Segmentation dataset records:
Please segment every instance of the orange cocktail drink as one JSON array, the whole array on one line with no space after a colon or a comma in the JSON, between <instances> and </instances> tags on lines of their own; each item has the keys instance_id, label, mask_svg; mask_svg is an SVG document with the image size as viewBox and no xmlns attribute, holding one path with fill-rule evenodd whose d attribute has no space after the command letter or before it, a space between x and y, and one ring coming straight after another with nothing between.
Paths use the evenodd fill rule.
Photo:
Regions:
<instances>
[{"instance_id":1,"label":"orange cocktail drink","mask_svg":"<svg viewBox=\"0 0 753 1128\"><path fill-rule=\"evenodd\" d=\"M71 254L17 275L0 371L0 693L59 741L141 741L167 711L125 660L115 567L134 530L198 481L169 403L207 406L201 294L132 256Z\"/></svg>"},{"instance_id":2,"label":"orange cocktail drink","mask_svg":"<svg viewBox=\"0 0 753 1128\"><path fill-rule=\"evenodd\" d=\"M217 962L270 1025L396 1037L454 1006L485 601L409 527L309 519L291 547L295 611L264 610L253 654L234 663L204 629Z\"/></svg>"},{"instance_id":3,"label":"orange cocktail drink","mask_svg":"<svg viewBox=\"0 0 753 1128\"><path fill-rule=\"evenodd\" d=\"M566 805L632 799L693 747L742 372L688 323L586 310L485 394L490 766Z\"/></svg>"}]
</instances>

TASK DIRECTIONS :: Print all of the records above again, reproducing every line with no changes.

EXPECTED OUTPUT ::
Please segment every instance of the orange cocktail drink as one JSON array, the whole array on one line with no space after a colon or a comma in the JSON, between <instances> and </instances> tags on lines of their own; each item has the keys instance_id, label, mask_svg; mask_svg is an SVG document with the image size as viewBox and no xmlns attribute, holding one path with fill-rule evenodd whose d attribute has no space after the command letter or before it, a space between x and y, and one ring coming straight after another with nothing between.
Paths use the evenodd fill rule.
Photo:
Regions:
<instances>
[{"instance_id":1,"label":"orange cocktail drink","mask_svg":"<svg viewBox=\"0 0 753 1128\"><path fill-rule=\"evenodd\" d=\"M71 254L17 275L0 371L0 693L59 741L141 741L167 711L125 660L115 567L134 530L198 481L169 403L207 406L201 294L132 256Z\"/></svg>"},{"instance_id":2,"label":"orange cocktail drink","mask_svg":"<svg viewBox=\"0 0 753 1128\"><path fill-rule=\"evenodd\" d=\"M217 962L270 1025L396 1037L454 1006L485 601L409 527L309 519L291 547L295 611L264 610L253 654L234 663L204 629Z\"/></svg>"},{"instance_id":3,"label":"orange cocktail drink","mask_svg":"<svg viewBox=\"0 0 753 1128\"><path fill-rule=\"evenodd\" d=\"M566 805L632 799L693 747L742 372L688 323L586 310L485 394L490 766Z\"/></svg>"}]
</instances>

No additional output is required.